[Photo-based referring expression data]
╔══

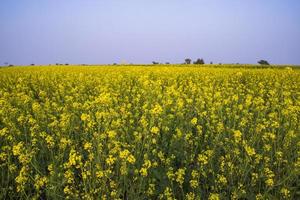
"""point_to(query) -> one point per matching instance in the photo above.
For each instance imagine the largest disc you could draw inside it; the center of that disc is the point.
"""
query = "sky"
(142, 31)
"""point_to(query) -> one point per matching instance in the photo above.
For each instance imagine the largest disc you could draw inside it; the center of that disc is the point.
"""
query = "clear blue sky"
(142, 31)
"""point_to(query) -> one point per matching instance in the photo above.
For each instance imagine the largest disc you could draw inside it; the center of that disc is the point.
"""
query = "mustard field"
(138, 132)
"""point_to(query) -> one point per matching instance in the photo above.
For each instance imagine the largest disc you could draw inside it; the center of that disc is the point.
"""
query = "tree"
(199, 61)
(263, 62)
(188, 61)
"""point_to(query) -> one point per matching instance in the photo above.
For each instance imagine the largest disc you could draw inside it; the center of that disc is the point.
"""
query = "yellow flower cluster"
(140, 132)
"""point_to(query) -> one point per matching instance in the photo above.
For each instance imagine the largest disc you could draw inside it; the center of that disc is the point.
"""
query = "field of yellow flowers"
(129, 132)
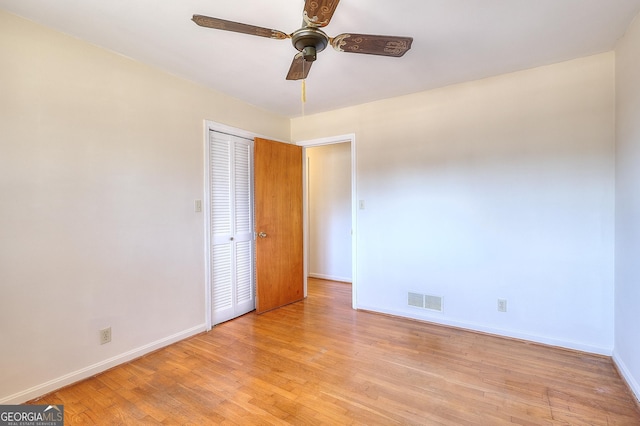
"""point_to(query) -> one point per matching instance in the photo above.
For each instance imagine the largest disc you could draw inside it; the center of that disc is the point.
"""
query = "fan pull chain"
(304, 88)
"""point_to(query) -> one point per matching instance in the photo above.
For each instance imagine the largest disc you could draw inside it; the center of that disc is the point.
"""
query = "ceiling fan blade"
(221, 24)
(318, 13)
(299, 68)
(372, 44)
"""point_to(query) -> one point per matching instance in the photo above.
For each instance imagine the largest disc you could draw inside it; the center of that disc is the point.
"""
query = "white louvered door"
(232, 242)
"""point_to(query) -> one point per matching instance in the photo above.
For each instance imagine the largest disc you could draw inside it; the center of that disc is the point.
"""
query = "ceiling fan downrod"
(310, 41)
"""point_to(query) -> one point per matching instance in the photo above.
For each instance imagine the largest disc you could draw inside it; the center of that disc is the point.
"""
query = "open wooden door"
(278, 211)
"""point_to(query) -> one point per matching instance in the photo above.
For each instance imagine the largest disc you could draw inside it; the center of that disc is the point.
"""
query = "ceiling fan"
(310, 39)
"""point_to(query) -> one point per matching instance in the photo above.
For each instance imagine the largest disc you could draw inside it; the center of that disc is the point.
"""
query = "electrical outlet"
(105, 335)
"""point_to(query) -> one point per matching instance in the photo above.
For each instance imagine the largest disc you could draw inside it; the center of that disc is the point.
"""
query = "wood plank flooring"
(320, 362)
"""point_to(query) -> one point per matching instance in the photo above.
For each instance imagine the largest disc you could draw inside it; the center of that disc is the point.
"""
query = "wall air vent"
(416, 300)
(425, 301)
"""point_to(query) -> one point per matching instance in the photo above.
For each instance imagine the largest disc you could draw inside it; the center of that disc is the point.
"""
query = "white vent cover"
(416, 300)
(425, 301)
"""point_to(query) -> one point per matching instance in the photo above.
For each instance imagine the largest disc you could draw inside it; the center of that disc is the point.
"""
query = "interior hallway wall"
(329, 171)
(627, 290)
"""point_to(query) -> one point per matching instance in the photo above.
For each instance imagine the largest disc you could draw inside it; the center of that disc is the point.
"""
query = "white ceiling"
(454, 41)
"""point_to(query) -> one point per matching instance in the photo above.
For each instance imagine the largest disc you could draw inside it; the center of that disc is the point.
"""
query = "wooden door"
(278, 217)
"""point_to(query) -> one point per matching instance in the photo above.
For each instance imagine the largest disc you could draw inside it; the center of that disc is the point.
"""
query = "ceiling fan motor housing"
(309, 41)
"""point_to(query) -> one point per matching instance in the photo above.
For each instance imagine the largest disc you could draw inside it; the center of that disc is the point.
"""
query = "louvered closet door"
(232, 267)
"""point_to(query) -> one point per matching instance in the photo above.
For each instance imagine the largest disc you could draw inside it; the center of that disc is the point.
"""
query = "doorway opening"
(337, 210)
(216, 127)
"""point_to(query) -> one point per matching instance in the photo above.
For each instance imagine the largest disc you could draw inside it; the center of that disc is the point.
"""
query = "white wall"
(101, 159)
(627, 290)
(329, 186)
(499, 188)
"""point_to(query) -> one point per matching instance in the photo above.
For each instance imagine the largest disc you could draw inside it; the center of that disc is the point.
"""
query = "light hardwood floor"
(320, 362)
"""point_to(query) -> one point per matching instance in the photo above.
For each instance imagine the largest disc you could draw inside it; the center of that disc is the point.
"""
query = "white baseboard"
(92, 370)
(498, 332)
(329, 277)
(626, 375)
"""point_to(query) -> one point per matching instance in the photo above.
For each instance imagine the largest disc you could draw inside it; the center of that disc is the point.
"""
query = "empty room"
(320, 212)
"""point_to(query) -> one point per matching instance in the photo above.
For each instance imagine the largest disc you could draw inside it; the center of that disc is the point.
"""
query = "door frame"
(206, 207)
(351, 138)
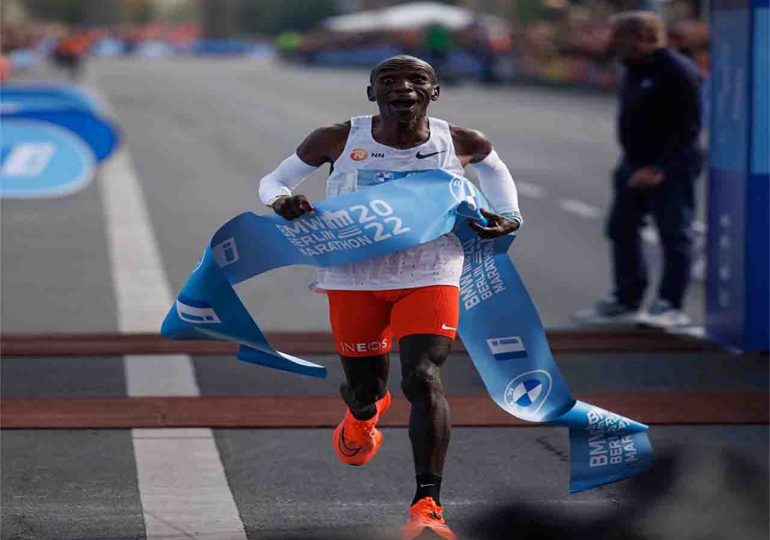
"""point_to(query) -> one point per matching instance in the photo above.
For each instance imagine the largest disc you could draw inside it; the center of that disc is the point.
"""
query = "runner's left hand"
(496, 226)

╚══

▶ **Exercise brief**: Your copy must reproduce the entries above in full, without their pictures.

▶ **Response**:
"""point_to(query) -> one point per matching instance in the photo above.
For each instance imagine the largest disc you could draw inside it; the center of that disc is the point.
"""
query = "sky"
(142, 31)
"""point_to(query) -> one point per matching instance in the photo above.
For each instance imagine the largest disc you could draw inside it; the center of that disc is the point.
"""
query = "clear blue sky"
(142, 31)
"""point_to(query) -> one point per matching instance in the photo above.
For each instance imagine the largest disc you could draw inside it; the center of that disc is the point.
"""
query = "mustard field"
(138, 132)
"""point_to(query) -> one point per matching instance in the photo above.
For each instance imagine the largest disc you could draw inside it; the center of that disc is the point.
"""
query = "tree"
(199, 61)
(263, 62)
(188, 61)
"""point_to(query) -> one point per matching instance in the photo above.
For each instance imagine the largest disc you could draw inside it; the center of that disc is the point.
"""
query = "yellow flower cluster"
(140, 132)
"""point_to(query) -> one point per matching instance in the photo above.
For each instance imagine the largest disc you could draw inside it; the center of that disc is the point.
"""
query = "field of yellow flowers"
(129, 132)
"""point_to(query) -> one point per matching instance in the photo above.
For each instance imagine the largest disc you could draw inside it; the center of that disc is the point.
"""
query = "fan pull chain"
(304, 88)
"""point_to(query) -> one point per matching instance in the photo above.
For each instance imagine the largest disc you could draw inside it; the center of that disc is the point.
"""
query = "ceiling fan blade"
(221, 24)
(318, 13)
(299, 68)
(372, 44)
"""point_to(query) -> one point per matching instance in the photo above.
For each instance imagine the largest disc you could draw inside it; the center of that disc is the point.
"""
query = "white louvered door"
(232, 242)
"""point_to(query) -> one point per matching instance in the photo above.
For each instance imagine the largest disc you could draw inside it; the center of that disc is the point.
"""
query = "ceiling fan downrod"
(310, 41)
"""point_to(query) -> one point per matching instance in the photo above.
For each instance imagine the largest disc you could draw inside it; the center of that disc is the point.
"""
query = "open wooden door"
(278, 211)
"""point_to(query) -> one point per matching instance in the photo above.
For each instance imagine the largest disc you could draw inside it; the center of that disc is the point.
"""
query = "ceiling fan"
(310, 39)
"""point_to(query) -> one point per matching instance in the photo above.
For each instance imagine the largest disc you could draw inside it; the center of that disc is the point.
"""
query = "electrical outlet"
(105, 335)
"""point_to(query) -> one point per matching instance in the photo above.
For each instance imagine the largest disc you could draw inside it; the center of that disc is the point.
"""
query = "wood plank flooring"
(320, 362)
"""point_to(query) -> one point per matching instance in the photo above.
For each instance imagine the largest disc you could draw inside it; the center of that disc is the point.
"""
query = "wall air vent"
(416, 300)
(425, 301)
"""point_to(query) -> one point per matching instance in the photo above.
For each instance imagine the largest disc you could draw inside it; the center of that disc is the point.
"""
query = "white vent cover"
(416, 300)
(425, 301)
"""point_to(query) -> one point per matching instance in the photo above.
For each instance imagine the largest disc you could draw inside it; the center of that disc is the point.
"""
query = "interior hallway wall"
(329, 171)
(627, 290)
"""point_to(query) -> one point per matching instance in the photo above.
For each instance imagine the largest disc you could draw inside it; the center of that disc is the point.
"""
query = "white ceiling"
(454, 41)
"""point_to(query) -> one point per matching instance in the photo above.
For each instance imagine the largest disc you could draw inside it; the center of that disc is the point.
"""
query = "wooden door"
(278, 217)
"""point_to(query) -> one point per matching instance in the photo above.
For each instance imagine the largest disc you could draw inside it; the center of that disc is the point.
"""
query = "ceiling fan motor housing"
(309, 41)
"""point_to(query) -> one point per matching instance in the photo above.
For each instance imagine the largest disc you could draw inside it; the center of that disc is the point.
"""
query = "louvered closet door"
(232, 267)
"""point_to(query) -> one point per matching instance in the photo above.
For each instance imagine the largest disc you could draw inside it; the center of that disc is the point.
"""
query = "doorway opening"
(337, 210)
(216, 127)
"""point_to(query) -> one point per matching instance in the photo above.
For each instance imagine the largest disc you could draw inside it; the center of that disc is the point.
"""
query = "white wall"
(101, 159)
(627, 290)
(329, 186)
(499, 188)
"""point_to(query) -> one point per matching instance in the photo above.
For each instance imagine the largest disc you could draw inside it; the center of that disc is the point.
"""
query = "light hardwood floor"
(320, 362)
"""point_to(query) -> one point per matching instance in the photo above.
For each instance imagine the largest disc you could draw inside it; the center of that disc is the point.
"""
query = "white baseboard"
(92, 370)
(498, 332)
(329, 277)
(626, 375)
"""point_to(query) -> one point per matching instance in the photo above.
For each instance imagine the largest disc you could draw inside it; the center of that disc is the point.
"""
query = "empty room"
(320, 212)
"""point_to(query) -> one point per matching instance in the photo above.
For each instance imagine the largest disc you could draw inside it; the center of that disc is the point.
"""
query = "door frame"
(206, 207)
(351, 138)
"""point_to(query) -> one point per matching instance in the photo above.
For each instance imagine the largest disc you could draw inside it; the center of that disc is the point.
"""
query = "runner's left hand"
(496, 226)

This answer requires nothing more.